Do this » Extract each line of the data below that contains the word "window". Case counts.

--

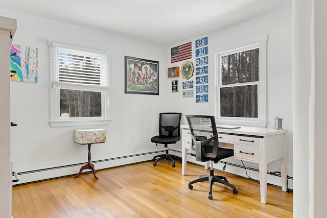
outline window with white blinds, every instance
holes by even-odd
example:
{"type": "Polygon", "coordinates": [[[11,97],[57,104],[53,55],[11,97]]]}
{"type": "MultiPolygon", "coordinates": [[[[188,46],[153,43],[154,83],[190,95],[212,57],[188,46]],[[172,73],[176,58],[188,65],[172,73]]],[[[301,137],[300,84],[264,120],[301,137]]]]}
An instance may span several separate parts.
{"type": "Polygon", "coordinates": [[[106,120],[108,69],[109,58],[103,52],[52,43],[51,123],[106,120]]]}

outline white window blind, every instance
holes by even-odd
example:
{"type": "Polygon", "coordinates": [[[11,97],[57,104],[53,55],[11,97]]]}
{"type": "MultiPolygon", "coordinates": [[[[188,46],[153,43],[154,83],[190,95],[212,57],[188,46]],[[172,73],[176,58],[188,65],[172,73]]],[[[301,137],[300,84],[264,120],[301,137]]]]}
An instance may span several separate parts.
{"type": "Polygon", "coordinates": [[[104,54],[53,46],[53,87],[108,91],[108,58],[104,54]]]}

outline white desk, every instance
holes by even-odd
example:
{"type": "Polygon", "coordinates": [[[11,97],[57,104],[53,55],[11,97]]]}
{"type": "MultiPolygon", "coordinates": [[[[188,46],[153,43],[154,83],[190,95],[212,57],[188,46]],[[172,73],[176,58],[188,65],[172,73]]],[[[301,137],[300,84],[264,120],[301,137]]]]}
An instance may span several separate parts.
{"type": "MultiPolygon", "coordinates": [[[[186,174],[188,150],[191,148],[192,138],[188,125],[181,125],[182,175],[186,174]]],[[[268,163],[279,160],[282,189],[286,191],[286,133],[287,130],[276,130],[257,127],[241,127],[239,129],[217,129],[220,142],[234,149],[234,158],[258,163],[261,203],[267,203],[267,172],[268,163]]],[[[197,128],[199,135],[210,135],[212,129],[208,125],[197,128]]]]}

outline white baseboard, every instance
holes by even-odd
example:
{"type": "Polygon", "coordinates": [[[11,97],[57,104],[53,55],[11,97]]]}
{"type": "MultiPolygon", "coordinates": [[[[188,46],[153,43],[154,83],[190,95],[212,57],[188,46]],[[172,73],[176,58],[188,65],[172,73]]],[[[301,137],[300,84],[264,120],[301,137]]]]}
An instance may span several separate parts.
{"type": "MultiPolygon", "coordinates": [[[[170,151],[169,153],[172,155],[176,155],[179,157],[181,156],[180,152],[171,150],[170,151]]],[[[162,152],[162,153],[164,154],[164,152],[162,152]]],[[[143,161],[147,161],[149,160],[152,160],[154,156],[157,155],[159,154],[160,153],[153,152],[151,153],[146,153],[144,154],[141,154],[135,156],[131,155],[130,156],[122,157],[116,158],[112,158],[108,160],[104,160],[102,161],[96,161],[91,162],[92,163],[94,164],[96,170],[100,170],[105,169],[107,168],[110,168],[124,165],[138,163],[143,161]]],[[[188,156],[188,162],[194,163],[200,165],[203,165],[203,167],[204,166],[204,162],[196,161],[195,160],[195,157],[190,155],[188,156]]],[[[53,169],[34,171],[31,171],[30,172],[22,173],[18,173],[18,174],[19,178],[19,181],[16,182],[14,182],[13,184],[14,185],[16,185],[21,184],[28,183],[38,181],[44,180],[58,177],[62,177],[69,175],[76,175],[78,174],[81,166],[82,166],[83,165],[83,164],[73,165],[71,166],[63,166],[62,167],[55,167],[53,169]]],[[[223,164],[222,163],[214,164],[214,168],[218,171],[221,171],[221,169],[222,169],[223,166],[224,164],[223,164]]],[[[90,171],[90,170],[88,169],[83,171],[83,172],[86,172],[88,171],[90,171]]],[[[223,172],[237,175],[243,177],[248,178],[245,173],[245,169],[241,167],[227,164],[225,170],[223,172]]],[[[247,172],[248,175],[250,176],[252,179],[256,180],[259,180],[259,172],[251,169],[247,169],[247,172]]],[[[281,177],[278,176],[268,174],[267,176],[267,182],[268,183],[274,185],[282,186],[282,181],[281,177]]],[[[289,180],[288,188],[292,189],[293,189],[292,180],[289,180]]]]}

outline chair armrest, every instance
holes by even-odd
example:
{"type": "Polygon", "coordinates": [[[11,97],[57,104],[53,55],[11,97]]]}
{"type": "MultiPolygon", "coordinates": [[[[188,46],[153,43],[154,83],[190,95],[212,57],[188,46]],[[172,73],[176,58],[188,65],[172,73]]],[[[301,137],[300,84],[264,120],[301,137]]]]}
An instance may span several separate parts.
{"type": "MultiPolygon", "coordinates": [[[[203,141],[197,141],[196,143],[196,160],[202,161],[203,157],[203,150],[202,149],[202,147],[204,146],[207,145],[209,142],[212,141],[217,140],[217,143],[218,142],[218,136],[217,135],[214,135],[213,137],[206,139],[203,141]]],[[[217,153],[218,148],[218,146],[217,146],[217,149],[216,149],[214,144],[213,146],[213,153],[217,153]]]]}

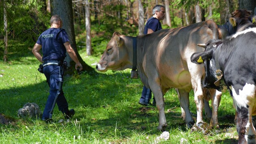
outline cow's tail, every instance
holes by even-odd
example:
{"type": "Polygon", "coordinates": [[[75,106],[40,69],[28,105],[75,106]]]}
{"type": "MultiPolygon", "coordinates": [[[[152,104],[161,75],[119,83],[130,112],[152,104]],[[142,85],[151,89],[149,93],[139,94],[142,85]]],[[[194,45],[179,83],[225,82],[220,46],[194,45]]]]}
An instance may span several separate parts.
{"type": "Polygon", "coordinates": [[[212,20],[207,20],[206,23],[208,28],[213,32],[213,39],[215,40],[219,39],[218,25],[212,20]]]}

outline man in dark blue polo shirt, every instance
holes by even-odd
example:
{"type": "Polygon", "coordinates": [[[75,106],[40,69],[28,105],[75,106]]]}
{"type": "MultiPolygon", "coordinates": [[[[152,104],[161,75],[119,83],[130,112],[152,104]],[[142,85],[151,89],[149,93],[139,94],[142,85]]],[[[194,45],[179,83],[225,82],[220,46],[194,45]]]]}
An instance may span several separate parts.
{"type": "Polygon", "coordinates": [[[55,104],[59,110],[68,119],[75,114],[75,110],[69,110],[67,102],[62,90],[65,67],[63,61],[67,52],[76,63],[76,68],[81,71],[82,66],[71,47],[67,34],[62,27],[62,20],[57,15],[52,17],[51,27],[40,35],[35,44],[32,52],[35,57],[43,63],[43,72],[50,87],[42,120],[46,122],[52,121],[52,111],[55,104]],[[43,56],[40,50],[42,49],[43,56]]]}
{"type": "MultiPolygon", "coordinates": [[[[164,19],[165,17],[165,8],[161,5],[156,5],[153,8],[153,17],[148,19],[144,30],[144,34],[151,34],[158,30],[162,30],[162,25],[160,21],[164,19]]],[[[139,104],[144,106],[149,104],[152,97],[152,91],[145,86],[143,87],[141,97],[139,104]]],[[[154,98],[153,105],[155,106],[156,101],[154,98]]]]}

--

Response for this exercise »
outline window with white blinds, every instance
outline white window blind, every instance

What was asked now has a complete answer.